§ **Над чем работать**
Кем был дед Мендель, согласно тексту «Отец»?

§ **Фрагмент текста**
Отец

Мне часто снится один и тот же сон. Я стою на праздничной первомайской демонстрации с папой. Он наклонился ко мне и привязывает к флажку красный шарик. Папины широкие морщинистые ладони с короткими пальцами. Они очень теплые и ласковые. Вот он берет меня за руку, и мы идем в толпе демонстрантов. Слышится: "Ура трудящимся города". И папино громкое:
- Урааааааааааааааааааааа
и я тоже с радостью подхватываю:
- Улаааааааааааааааааааааааааа
Я просыпаюсь. Нет, это совсем не сон. Я помню , это было на самом деле.

Папа очень любил нас, своих детей. Был строг, но всегда добрый, он желал нам счастья. Его жизнь была очень нелегкой.

У него тоже когда-то был папа. Дед и его семья жили, как и многие еврейские семьи, в совершенно небольшом местечке под уездным центром России - Гомелем, Шерстине. Мой дед Мендель был мясником, владел небольшим (а может и большим, не знаю) мясным магазином в Буда-Кошелеве, что тоже в той возле того самого Гомеля. Правда от своей тетки слышал, что вроде магазин принадлежал семье бабушки, но тетка уже умерла и спросить точно не у кого. А в те давние еще дореволюционные времена семья жила за счет того магазина, мальчики в семье помогали своему отцу в магазине. Готовили их, мальчиков по коммерческой линии, девочек готовили по бухгалтерской. Так во всяком случае говорила мне тетя.

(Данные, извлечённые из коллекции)
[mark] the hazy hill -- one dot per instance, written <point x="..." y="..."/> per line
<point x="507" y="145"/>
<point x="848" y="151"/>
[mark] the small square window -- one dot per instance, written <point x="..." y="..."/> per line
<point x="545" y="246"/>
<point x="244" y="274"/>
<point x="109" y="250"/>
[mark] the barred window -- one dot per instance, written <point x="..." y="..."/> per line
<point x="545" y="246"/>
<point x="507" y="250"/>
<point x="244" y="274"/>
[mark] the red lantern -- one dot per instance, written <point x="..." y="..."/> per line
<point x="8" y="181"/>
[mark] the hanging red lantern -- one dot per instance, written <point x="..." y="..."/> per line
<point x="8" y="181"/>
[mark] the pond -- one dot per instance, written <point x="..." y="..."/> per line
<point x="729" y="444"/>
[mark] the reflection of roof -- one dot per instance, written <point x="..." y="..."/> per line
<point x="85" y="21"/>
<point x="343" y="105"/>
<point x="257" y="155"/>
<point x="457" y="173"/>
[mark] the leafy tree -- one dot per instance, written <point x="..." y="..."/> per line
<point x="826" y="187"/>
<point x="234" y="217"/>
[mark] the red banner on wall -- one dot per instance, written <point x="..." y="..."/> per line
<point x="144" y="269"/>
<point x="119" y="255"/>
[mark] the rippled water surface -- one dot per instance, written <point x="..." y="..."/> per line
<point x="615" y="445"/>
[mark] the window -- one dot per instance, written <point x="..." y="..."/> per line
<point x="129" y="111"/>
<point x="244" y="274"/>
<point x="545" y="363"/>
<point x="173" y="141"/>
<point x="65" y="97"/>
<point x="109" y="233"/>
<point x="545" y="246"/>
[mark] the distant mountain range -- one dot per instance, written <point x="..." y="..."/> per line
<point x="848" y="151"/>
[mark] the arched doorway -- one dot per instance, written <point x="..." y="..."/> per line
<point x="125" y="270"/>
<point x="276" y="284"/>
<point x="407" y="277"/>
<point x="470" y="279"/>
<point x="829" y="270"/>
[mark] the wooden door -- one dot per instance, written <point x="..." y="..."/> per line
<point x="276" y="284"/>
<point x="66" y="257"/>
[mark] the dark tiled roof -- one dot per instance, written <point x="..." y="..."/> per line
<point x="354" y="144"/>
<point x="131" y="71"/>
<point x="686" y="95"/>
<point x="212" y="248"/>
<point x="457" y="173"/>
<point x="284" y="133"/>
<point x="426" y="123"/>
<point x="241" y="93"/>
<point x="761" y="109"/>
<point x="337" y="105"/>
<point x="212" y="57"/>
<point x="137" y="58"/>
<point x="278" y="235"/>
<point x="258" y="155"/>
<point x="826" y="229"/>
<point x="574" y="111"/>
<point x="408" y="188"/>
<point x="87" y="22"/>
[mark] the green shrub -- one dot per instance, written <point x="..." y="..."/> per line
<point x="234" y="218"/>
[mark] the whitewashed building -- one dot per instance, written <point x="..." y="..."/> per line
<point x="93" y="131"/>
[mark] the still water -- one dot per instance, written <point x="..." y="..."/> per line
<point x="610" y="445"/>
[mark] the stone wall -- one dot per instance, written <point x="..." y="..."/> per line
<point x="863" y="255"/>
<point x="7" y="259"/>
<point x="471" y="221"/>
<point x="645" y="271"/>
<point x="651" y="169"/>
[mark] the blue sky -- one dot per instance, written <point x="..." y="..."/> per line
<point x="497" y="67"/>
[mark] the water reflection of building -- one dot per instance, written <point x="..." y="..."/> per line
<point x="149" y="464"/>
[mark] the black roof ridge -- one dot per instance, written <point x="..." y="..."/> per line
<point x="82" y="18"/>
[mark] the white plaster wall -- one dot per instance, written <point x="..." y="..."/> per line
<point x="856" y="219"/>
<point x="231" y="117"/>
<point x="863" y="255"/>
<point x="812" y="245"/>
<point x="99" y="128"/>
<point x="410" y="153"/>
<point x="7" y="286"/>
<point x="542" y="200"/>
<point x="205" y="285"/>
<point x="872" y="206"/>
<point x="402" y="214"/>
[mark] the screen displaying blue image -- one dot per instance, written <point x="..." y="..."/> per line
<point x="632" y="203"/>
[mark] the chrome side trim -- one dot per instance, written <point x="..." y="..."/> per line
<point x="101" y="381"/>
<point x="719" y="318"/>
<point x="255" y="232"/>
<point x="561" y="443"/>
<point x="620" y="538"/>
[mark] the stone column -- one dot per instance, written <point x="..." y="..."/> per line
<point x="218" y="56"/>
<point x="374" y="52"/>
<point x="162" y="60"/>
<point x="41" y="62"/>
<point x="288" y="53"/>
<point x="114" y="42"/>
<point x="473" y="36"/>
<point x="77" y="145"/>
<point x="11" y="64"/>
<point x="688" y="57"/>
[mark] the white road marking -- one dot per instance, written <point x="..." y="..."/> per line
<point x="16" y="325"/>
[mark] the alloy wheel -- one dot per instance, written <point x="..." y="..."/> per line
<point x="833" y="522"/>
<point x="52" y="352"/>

§ **Ответ на задание**
Мясником.